◆ **Problem**:
All of the data needs to come back exactly as written.

Data extracted from a collection
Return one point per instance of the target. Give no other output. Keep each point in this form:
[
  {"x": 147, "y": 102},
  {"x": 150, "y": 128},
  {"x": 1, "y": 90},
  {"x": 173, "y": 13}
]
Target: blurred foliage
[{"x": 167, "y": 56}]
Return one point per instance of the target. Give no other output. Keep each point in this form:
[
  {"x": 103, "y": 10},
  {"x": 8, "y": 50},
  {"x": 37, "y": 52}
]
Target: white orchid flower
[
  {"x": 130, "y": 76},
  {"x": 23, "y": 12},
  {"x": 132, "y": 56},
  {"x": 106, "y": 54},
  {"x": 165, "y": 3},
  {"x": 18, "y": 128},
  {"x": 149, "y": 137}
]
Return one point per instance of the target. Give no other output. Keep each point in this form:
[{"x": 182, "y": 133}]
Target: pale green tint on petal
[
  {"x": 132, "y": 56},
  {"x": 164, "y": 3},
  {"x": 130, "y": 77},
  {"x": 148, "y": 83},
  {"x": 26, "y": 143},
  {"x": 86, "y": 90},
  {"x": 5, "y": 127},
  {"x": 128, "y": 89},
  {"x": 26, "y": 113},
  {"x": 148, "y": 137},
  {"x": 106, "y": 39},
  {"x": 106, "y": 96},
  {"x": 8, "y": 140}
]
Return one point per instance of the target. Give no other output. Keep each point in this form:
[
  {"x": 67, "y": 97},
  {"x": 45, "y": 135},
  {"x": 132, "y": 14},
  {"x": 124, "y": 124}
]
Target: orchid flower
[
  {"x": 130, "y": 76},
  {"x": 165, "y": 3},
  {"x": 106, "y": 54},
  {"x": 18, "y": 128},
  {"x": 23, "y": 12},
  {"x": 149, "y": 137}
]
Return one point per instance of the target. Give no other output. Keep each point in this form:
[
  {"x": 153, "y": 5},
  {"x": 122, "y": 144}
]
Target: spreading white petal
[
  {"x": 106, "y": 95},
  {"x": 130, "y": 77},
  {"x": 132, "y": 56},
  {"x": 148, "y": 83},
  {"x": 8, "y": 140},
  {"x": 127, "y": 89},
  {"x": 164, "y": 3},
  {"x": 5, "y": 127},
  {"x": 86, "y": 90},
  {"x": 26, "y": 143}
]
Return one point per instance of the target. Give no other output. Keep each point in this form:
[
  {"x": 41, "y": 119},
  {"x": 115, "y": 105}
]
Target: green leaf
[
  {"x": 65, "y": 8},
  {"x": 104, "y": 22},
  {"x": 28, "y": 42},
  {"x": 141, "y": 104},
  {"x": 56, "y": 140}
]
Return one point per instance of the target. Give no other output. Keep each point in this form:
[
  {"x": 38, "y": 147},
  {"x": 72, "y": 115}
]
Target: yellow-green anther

◆ **Answer area**:
Return one point per instance of the target. Give no other output. Keep each point in this form:
[
  {"x": 147, "y": 102},
  {"x": 150, "y": 128},
  {"x": 1, "y": 90},
  {"x": 173, "y": 13}
]
Target: blurred foliage
[{"x": 167, "y": 56}]
Return one point per instance of the target. Give no other output. Keep each point in this form:
[
  {"x": 103, "y": 10},
  {"x": 8, "y": 50},
  {"x": 37, "y": 52}
]
Target: white orchid flower
[
  {"x": 130, "y": 76},
  {"x": 23, "y": 12},
  {"x": 132, "y": 56},
  {"x": 106, "y": 54},
  {"x": 165, "y": 3},
  {"x": 18, "y": 128},
  {"x": 149, "y": 137}
]
Return one point per instance of the target. Give no other output. Keep each point in this form:
[{"x": 182, "y": 133}]
Target: pale green tint on petal
[
  {"x": 132, "y": 56},
  {"x": 164, "y": 3},
  {"x": 130, "y": 77},
  {"x": 148, "y": 83},
  {"x": 26, "y": 143},
  {"x": 86, "y": 90},
  {"x": 5, "y": 127},
  {"x": 128, "y": 89},
  {"x": 26, "y": 113},
  {"x": 148, "y": 137},
  {"x": 106, "y": 39},
  {"x": 106, "y": 96},
  {"x": 8, "y": 140}
]
Return one point per instance of the target. Give no other output. Keep each point in this form:
[
  {"x": 67, "y": 97},
  {"x": 45, "y": 135},
  {"x": 132, "y": 14},
  {"x": 124, "y": 124}
]
Target: orchid flower
[
  {"x": 130, "y": 76},
  {"x": 165, "y": 3},
  {"x": 106, "y": 54},
  {"x": 18, "y": 128},
  {"x": 23, "y": 12},
  {"x": 149, "y": 137}
]
Return one point per instance of the target. Give no other output. Keep each point in this form:
[
  {"x": 153, "y": 5},
  {"x": 122, "y": 144}
]
Target: spreading white petal
[
  {"x": 106, "y": 95},
  {"x": 130, "y": 77},
  {"x": 132, "y": 56},
  {"x": 148, "y": 83},
  {"x": 8, "y": 140},
  {"x": 127, "y": 89},
  {"x": 164, "y": 3},
  {"x": 5, "y": 127},
  {"x": 86, "y": 90},
  {"x": 26, "y": 143}
]
Return one point per instance of the target. Give no other output. Keep each point in this form:
[
  {"x": 41, "y": 119},
  {"x": 115, "y": 105}
]
Target: green leaf
[
  {"x": 65, "y": 8},
  {"x": 104, "y": 22},
  {"x": 28, "y": 42},
  {"x": 141, "y": 104},
  {"x": 56, "y": 140}
]
Return one point per instance of the target. Give no other output. Keep each point in this form:
[
  {"x": 38, "y": 147},
  {"x": 72, "y": 115}
]
Target: yellow-green anther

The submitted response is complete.